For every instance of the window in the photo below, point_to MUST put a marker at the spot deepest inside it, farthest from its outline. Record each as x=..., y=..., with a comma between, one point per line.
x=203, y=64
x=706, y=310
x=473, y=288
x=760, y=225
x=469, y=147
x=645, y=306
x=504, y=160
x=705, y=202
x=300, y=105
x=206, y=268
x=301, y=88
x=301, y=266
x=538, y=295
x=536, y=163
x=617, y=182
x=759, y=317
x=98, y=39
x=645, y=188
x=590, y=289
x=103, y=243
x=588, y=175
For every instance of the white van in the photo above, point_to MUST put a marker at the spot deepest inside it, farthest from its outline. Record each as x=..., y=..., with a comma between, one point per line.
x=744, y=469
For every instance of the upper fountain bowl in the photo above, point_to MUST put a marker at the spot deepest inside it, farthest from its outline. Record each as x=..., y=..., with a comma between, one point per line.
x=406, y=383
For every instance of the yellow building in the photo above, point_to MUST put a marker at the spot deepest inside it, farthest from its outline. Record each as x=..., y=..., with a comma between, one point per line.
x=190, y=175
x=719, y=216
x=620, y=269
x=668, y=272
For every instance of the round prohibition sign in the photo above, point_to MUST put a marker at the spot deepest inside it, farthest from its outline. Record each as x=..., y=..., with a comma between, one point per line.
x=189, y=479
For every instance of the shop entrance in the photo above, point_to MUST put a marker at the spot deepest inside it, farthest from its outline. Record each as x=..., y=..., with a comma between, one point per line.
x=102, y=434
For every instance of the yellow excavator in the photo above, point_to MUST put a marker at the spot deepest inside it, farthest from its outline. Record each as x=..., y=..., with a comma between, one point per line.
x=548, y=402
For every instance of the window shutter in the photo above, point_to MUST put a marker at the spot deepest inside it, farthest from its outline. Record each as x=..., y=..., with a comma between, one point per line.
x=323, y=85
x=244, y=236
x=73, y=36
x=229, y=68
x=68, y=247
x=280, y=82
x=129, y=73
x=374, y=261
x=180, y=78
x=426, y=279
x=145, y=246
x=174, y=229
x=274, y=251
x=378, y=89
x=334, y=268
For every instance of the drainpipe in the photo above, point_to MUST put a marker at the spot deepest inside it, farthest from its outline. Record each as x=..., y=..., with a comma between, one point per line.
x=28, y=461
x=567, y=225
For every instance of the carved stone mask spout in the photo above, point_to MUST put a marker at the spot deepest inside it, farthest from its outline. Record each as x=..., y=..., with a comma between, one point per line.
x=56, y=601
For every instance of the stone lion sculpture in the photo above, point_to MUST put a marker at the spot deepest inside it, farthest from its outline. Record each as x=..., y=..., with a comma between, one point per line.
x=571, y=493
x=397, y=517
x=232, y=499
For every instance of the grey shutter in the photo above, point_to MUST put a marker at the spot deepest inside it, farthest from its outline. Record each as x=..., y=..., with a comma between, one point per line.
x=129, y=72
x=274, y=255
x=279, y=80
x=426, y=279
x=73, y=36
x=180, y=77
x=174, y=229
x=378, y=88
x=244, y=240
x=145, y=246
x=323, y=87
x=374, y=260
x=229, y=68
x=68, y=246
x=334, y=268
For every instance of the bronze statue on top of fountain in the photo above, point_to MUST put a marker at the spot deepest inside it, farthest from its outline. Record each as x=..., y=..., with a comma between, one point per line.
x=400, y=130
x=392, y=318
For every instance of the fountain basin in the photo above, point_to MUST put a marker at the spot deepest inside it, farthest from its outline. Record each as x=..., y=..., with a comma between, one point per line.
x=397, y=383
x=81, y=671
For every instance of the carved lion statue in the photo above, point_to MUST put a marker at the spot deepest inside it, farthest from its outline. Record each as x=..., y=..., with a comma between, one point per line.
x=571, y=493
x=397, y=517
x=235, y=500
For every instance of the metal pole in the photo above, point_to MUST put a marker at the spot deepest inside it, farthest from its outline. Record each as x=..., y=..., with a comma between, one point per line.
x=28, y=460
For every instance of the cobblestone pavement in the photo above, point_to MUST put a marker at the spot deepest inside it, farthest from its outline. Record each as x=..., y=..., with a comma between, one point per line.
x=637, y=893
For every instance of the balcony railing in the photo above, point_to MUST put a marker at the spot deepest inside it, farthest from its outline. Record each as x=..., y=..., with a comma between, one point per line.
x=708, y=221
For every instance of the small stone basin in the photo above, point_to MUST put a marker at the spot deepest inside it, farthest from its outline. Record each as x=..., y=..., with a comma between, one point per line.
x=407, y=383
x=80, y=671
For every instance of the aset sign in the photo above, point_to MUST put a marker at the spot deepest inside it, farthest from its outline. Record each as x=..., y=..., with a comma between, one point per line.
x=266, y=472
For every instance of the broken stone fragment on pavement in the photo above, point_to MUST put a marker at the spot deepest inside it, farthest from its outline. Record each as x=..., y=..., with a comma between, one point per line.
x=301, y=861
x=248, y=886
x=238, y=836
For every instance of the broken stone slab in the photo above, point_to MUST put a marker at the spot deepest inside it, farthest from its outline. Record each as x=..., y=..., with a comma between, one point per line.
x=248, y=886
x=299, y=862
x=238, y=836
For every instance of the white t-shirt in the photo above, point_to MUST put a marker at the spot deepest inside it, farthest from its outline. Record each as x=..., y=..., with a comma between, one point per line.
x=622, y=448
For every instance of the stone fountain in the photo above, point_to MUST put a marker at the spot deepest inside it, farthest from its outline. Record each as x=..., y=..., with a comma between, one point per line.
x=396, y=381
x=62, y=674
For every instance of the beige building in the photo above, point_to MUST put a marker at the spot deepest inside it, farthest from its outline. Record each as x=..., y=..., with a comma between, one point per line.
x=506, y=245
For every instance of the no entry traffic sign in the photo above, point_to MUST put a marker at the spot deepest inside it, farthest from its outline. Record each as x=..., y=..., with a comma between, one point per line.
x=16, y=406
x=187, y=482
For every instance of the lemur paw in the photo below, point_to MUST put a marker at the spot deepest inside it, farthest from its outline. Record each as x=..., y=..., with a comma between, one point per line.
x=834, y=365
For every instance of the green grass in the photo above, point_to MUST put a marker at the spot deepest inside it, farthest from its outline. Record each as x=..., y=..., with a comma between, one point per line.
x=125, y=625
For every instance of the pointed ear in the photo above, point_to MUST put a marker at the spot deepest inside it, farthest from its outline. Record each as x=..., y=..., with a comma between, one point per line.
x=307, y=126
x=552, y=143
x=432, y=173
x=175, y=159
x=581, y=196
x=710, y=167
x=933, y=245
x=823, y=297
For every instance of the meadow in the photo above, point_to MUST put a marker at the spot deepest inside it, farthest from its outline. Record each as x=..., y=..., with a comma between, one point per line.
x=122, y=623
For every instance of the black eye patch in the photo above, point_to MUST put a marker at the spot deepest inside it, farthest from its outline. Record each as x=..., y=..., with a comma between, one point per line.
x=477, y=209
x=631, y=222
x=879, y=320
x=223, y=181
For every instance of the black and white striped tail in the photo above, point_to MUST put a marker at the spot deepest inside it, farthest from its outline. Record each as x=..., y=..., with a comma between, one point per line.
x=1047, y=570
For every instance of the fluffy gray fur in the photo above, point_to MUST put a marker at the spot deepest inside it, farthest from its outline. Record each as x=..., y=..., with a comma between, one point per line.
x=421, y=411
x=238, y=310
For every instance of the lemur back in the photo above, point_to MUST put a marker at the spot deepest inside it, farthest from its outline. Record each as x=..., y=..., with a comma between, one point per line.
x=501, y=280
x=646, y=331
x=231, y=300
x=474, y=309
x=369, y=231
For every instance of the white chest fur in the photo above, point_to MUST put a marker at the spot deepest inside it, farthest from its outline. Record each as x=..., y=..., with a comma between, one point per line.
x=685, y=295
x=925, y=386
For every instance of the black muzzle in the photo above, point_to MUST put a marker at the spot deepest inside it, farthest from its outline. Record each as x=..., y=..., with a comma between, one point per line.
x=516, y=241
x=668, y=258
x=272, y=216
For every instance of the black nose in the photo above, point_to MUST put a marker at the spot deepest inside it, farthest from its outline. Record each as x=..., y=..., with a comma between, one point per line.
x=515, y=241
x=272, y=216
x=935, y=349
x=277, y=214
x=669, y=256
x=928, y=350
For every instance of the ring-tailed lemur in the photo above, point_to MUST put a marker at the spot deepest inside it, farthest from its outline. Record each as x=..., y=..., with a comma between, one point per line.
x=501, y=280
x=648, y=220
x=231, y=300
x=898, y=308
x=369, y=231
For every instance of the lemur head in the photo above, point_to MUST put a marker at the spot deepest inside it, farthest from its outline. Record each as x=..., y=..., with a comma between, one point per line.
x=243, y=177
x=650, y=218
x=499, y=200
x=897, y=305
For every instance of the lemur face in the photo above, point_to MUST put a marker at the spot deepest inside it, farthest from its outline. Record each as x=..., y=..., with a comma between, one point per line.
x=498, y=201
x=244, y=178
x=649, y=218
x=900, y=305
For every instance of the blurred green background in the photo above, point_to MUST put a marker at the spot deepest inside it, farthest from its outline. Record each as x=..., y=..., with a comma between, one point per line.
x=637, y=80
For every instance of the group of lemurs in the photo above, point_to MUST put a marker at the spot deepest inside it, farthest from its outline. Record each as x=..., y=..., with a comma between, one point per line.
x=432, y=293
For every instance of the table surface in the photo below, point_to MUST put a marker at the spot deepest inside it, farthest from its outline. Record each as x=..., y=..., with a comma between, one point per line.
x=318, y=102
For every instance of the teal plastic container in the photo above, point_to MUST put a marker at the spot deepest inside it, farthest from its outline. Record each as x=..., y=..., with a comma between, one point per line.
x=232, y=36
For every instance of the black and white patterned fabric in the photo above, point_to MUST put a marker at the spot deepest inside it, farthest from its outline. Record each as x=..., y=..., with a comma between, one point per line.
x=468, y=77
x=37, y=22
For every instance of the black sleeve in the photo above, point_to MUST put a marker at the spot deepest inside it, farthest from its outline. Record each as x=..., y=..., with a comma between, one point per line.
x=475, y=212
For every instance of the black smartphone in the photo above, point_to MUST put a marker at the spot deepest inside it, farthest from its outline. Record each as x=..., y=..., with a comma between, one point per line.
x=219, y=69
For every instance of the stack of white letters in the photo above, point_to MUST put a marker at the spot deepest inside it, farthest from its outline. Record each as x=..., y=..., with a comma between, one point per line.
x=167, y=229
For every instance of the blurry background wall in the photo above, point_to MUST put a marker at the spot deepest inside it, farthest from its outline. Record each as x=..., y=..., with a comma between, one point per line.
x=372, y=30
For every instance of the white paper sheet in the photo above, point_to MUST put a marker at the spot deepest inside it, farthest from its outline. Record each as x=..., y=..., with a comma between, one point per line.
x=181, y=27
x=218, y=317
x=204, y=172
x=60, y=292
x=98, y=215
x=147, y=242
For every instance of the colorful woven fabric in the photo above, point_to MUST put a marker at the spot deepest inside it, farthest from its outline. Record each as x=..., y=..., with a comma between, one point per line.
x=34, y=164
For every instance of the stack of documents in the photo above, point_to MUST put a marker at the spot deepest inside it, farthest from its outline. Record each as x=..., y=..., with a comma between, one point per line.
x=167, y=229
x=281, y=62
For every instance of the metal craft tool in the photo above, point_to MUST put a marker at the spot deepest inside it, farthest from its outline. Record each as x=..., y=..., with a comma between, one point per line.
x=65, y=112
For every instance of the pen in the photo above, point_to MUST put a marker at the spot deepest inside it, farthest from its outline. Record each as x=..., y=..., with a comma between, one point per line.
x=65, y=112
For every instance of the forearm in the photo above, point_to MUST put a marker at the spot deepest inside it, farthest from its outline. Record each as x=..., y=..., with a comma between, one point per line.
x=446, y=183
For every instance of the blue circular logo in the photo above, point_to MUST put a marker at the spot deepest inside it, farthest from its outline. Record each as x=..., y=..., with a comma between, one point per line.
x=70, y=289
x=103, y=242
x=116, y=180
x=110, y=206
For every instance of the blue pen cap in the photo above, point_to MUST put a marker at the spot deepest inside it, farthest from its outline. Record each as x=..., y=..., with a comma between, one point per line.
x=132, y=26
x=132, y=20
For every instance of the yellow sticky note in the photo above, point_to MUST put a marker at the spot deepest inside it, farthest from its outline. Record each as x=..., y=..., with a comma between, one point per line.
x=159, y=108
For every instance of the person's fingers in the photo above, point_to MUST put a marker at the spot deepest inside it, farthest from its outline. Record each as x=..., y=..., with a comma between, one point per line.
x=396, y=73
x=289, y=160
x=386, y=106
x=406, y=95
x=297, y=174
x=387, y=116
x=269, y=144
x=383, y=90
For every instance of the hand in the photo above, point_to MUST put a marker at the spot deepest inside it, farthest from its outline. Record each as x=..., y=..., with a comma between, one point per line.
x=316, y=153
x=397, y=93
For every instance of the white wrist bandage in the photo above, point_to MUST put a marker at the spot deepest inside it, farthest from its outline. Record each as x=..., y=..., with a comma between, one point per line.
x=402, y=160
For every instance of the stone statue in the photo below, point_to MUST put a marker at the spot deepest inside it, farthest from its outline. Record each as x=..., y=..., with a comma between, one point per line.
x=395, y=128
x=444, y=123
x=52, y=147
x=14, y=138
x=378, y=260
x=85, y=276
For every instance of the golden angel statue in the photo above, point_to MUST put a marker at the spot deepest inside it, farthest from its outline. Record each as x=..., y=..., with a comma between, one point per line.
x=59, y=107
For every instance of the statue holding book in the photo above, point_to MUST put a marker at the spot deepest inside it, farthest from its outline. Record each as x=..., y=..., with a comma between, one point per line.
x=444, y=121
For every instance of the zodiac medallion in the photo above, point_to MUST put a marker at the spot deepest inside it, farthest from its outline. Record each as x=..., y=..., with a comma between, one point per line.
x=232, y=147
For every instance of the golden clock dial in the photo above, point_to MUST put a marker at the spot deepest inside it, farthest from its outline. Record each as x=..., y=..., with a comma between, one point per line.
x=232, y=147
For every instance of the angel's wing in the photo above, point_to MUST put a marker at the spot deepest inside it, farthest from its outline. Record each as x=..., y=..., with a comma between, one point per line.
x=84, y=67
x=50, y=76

§ Consegna: Ricopia identiche le righe dei dati partendo da quella che contiene "For every instance of the white t-shirt" e terminando con quella che contiene "x=622, y=448", entrambe comprese.

§ Esercizio svolto:
For every instance of the white t-shirt in the photo above, point_to MUST put a marker at the spot deepest inside it, farthest from its outline. Record each as x=..., y=..., with a comma between, one point per line.
x=622, y=448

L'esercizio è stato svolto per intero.